• Set of tasks:
[A] Please print the part of the Supreme Court summary starting at "U.S. Supreme Court" and ending at "substantially lessen competition.".
[B] List every case the Supreme Court summary cites by name.

• Reading text:
-=-=-
U.S. Supreme Court
Antitrust — state-action immunity
State-action immunity does not apply, when a state has not clearly articulated and affirmatively expressed a policy allowing hospital authorities to make acquisitions that substantially lessen competition.
In concluding otherwise, the Eleventh Circuit applied the concept of “foreseeability” too loosely. This Court, recognizing that no legislature “can be expected to catalog all of the anticipated effects” of a statute delegating authority to a substate governmental entity, Hallie, 471 U. S., at 43, has approached the clear-articulation inquiry practically, but without diluting the ultimate requirement that the State must have affirmatively contemplated the displacement of competition such that the challenged anticompetitive effects can be attributed to the “state itself,” Parker, 317 U. S., at 352. Thus, the Court has found a state policy to displace federal antitrust law was sufficiently expressed where the displacement of competition was the inherent, logical, or ordinary result of the exercise of authority delegated by the state legislature. In that scenario, the State must have foreseen and implicitly endorsed the anticompetitive effects as consistent with its policy goals. See Hallie, 471 U. S., at 41; Omni, 499 U. S., at 373. By contrast, when a State grants an entity a general power to act, it does so against the backdrop of federal antitrust law. Entities might transgress antitrust requirements by exercising their powers anticompetitively, but a reasonable legislature’s ability to anticipate that possibility falls well short of clearly articulating an affirmative state policy to displace competition. The Eleventh Circuit’s argument, echoed by respondents, that the case falls within the foreseeability standard used in Hallie and Omni is rejected.
663 F. 3d 1369, reversed and remanded.
-=-=-
• Provided records:
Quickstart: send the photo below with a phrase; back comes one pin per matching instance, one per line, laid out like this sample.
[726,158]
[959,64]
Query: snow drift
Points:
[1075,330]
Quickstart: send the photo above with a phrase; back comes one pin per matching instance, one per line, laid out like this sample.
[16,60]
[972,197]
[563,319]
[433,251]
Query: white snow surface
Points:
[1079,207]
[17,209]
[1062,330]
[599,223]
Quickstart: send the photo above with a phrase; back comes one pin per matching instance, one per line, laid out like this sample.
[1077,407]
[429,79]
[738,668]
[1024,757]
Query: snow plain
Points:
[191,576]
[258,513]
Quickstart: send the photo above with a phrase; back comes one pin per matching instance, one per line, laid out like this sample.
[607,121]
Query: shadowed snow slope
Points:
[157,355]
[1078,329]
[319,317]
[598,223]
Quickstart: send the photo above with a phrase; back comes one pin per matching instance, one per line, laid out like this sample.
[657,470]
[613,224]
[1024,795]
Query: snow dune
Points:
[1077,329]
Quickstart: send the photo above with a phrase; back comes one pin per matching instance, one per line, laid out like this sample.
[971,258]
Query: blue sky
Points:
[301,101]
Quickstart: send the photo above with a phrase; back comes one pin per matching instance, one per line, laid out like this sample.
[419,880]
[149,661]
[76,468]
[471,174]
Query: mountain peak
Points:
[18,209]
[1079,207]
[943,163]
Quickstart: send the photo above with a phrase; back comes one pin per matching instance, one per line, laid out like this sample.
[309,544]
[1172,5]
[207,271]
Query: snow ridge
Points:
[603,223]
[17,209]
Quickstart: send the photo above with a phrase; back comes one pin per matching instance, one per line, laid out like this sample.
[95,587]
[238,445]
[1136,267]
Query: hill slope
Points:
-=-=-
• Exercise results:
[A]
U.S. Supreme Court
Antitrust — state-action immunity
State-action immunity does not apply, when a state has not clearly articulated and affirmatively expressed a policy allowing hospital authorities to make acquisitions that substantially lessen competition.

[B]
Hallie
Parker
Omni